WHAT YOU WILL DO: Copy the stretch from the start of the data through the line containing "431 397 L 433", replacing every "black umbrella" with "dark umbrella" and leaving everything else unchanged.

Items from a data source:
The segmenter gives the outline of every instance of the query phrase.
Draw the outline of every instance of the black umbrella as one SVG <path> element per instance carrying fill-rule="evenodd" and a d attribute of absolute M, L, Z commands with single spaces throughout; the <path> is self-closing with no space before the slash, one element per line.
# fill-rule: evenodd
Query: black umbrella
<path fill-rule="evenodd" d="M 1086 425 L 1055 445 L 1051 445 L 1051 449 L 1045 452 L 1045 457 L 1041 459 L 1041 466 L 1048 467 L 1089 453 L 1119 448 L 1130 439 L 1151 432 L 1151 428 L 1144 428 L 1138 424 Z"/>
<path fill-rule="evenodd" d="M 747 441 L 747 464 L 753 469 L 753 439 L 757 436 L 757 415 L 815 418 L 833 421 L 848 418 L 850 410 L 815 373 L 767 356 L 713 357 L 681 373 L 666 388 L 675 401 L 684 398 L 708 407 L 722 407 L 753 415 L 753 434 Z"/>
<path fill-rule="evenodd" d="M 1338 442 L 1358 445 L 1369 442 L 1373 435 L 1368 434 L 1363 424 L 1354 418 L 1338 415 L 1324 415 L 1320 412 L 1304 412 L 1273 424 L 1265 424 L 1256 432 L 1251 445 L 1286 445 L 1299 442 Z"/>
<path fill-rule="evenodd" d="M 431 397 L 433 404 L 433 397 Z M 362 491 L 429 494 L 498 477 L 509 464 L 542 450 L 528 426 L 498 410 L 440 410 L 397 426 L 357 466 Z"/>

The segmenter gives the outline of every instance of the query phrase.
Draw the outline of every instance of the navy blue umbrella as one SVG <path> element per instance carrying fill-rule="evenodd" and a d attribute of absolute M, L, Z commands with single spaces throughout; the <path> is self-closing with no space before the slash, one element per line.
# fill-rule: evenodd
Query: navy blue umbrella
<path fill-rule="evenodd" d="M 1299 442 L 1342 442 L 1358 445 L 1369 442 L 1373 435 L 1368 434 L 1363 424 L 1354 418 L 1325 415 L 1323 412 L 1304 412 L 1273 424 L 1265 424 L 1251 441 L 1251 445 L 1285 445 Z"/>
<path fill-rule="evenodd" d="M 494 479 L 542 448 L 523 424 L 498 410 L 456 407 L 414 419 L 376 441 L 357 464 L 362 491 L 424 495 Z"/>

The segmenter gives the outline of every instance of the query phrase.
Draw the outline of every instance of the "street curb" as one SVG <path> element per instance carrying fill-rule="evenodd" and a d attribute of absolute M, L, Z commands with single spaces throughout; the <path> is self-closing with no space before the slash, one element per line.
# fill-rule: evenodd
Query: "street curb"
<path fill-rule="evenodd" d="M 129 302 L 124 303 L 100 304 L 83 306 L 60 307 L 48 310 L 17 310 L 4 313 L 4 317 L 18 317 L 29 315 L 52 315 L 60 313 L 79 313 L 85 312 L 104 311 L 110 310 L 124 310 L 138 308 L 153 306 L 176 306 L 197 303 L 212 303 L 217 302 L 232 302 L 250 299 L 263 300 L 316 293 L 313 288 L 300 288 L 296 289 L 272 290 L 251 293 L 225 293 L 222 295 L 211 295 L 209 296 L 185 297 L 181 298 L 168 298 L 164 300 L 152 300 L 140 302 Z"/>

RESPONSE TO THE TASK:
The segmenter gives the outline of every instance of the query phrase.
Draw the outline of every instance of the dark umbrella as one SVG <path> element per instance carrying fill-rule="evenodd" and a d attribute of absolute M, L, Z commands with single spaces throughout; the <path> is self-closing with no space before the slash, one element per line.
# fill-rule: evenodd
Query: dark umbrella
<path fill-rule="evenodd" d="M 1086 425 L 1055 445 L 1051 445 L 1051 449 L 1045 452 L 1045 457 L 1041 459 L 1041 466 L 1048 467 L 1089 453 L 1119 448 L 1130 439 L 1151 432 L 1151 428 L 1144 428 L 1138 424 Z"/>
<path fill-rule="evenodd" d="M 747 441 L 747 464 L 753 469 L 753 439 L 757 436 L 757 415 L 815 418 L 833 421 L 848 418 L 850 410 L 815 373 L 767 356 L 713 357 L 681 373 L 666 388 L 675 401 L 684 398 L 708 407 L 722 407 L 753 415 L 753 434 Z"/>
<path fill-rule="evenodd" d="M 1338 442 L 1358 445 L 1369 442 L 1373 435 L 1368 434 L 1363 424 L 1354 418 L 1338 415 L 1324 415 L 1320 412 L 1304 412 L 1273 424 L 1265 424 L 1256 432 L 1251 445 L 1286 445 L 1299 442 Z"/>
<path fill-rule="evenodd" d="M 431 397 L 433 404 L 433 397 Z M 362 491 L 429 494 L 498 477 L 509 464 L 542 450 L 528 426 L 498 410 L 440 410 L 397 426 L 357 466 Z"/>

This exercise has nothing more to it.